# Extracted text

• • • • • • •

EDITORIAL: Can Obama Keep All Those Promises?
Here's hoping President Obama didn't bite off more than he can chew on Tuesday night.
His speech to Congress was a State of the Union address in everything but name. (Presidents don't give those in their first year in office.) He delivered his message powerfully and articulately, especially when you contrast it with the laughably amateurish and inadequate Republican response delivered by Louisana Gov. Bobby Jindal.
It was also fun to see how the president worded various parts of his address in a way that often -- but by no means always -- left those on the Republican side no choice but to stand and reluctantly clap along with majority Democrats, lest they appear to be against motherhood and apple pie.
The atmosphere in the chamber, which sometimes threatened to verge accidentally into something resembling actual bipartisanship, was infectiously enthusiastic -- even if TV watchers did grow tired of watching House Speaker Nancy Pelosi's unnervingly frenetic eye-blinkings and jumpings up and down as she applauded wildly at every other phrase.
But seldom if ever has a president gone rushing so heavily out onto so many limbs at once. You had to wonder how long it will be before some of them start breaking under him.
Piling On the Programs
Obama had been widely criticized and even ridiculed (see cartoon below) for sounding too much like a prophet of doom as he inventoried all the horrendous troubles facing the country, failing to inject enough Rooseveltian optimism. He seemed determined to move beyond that in Tuesday's speech, and at times he managed to come across as downright inspirational.
But in the end, he may have overcompensated. Instead of merely listing problems, he felt compelled to promise to solve all of them. Then he threw some more biggies into the mix and promised to solve them as well.
Surely the crises in finance, housing and the auto industry would have been enough to tackle at this moment in history. Was it really necessary to throw in demands that we simultaneously undertake to revamp the nation's health-care system and revolutionize our energy grid as well? Even the best firemen can only put out so many fires at once.
His Personal Stamp Everywhere
Obama has made a point of staying constantly in the public eye in his first month, jetting here and there and holding press conferences and public forums every other day or so. Riding high on a wave of popularity, he seems determined to put his own personal signature on every program and every promise, instead of spreading the credit -- and potential blame -- more widely among Cabinet members and others.
It is refreshing to see a president displaying such availability and openness. But there is an accompanying danger of overexposure -- in the sense of vulnerability as well as visibility.
Similarly, with crisis-fighting projects already running into the trillions, is this really the time to be throwing out yet more mega-costly programs, no matter how important or worthy? Wouldn't the administration be better off focusing on the two or three most pressing issues now, rather than subjecting the populace to such dizzying sensory and budgetary overload?
The nation is lucky to have a man in the White House who is so eager to get out in front and lead. But as in the military, a point guard should take care not to get so far ahead of the other troops that he puts himself at risk of being cut off.

• • • • • • •

# Study material
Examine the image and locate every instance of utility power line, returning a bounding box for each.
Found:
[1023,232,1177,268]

• • • • • • •

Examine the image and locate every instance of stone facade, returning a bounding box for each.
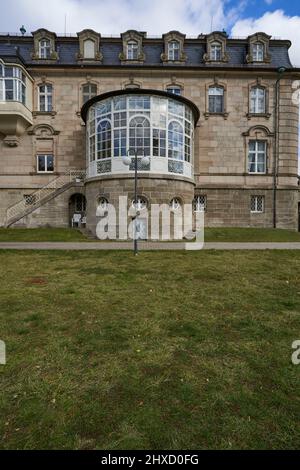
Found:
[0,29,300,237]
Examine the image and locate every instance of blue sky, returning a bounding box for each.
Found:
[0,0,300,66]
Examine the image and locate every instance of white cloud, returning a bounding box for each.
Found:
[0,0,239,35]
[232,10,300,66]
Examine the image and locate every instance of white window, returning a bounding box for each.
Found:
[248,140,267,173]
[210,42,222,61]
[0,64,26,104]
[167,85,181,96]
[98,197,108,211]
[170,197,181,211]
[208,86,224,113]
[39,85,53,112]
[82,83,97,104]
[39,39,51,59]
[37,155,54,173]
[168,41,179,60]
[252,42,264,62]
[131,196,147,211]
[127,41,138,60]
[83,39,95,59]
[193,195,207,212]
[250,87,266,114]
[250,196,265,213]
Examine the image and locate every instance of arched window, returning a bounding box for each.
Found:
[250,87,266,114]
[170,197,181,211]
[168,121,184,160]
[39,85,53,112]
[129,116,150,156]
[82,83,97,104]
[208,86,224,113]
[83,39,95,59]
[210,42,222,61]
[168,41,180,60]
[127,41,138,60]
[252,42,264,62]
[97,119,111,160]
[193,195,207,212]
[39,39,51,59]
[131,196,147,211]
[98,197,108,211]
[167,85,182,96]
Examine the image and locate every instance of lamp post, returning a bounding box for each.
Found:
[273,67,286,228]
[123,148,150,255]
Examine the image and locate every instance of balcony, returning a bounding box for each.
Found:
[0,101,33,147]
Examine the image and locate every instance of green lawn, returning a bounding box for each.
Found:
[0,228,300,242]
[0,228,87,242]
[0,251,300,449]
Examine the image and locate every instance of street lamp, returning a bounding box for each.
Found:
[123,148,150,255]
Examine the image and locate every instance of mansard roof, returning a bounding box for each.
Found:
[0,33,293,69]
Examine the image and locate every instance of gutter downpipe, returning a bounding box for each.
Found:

• • • • • • •

# Exercise brief
According to the editorial about Obama's speech to Congress, who delivered the Republican response? The material has no connection to the editorial.

# Response
Gov. Bobby Jindal delivered it.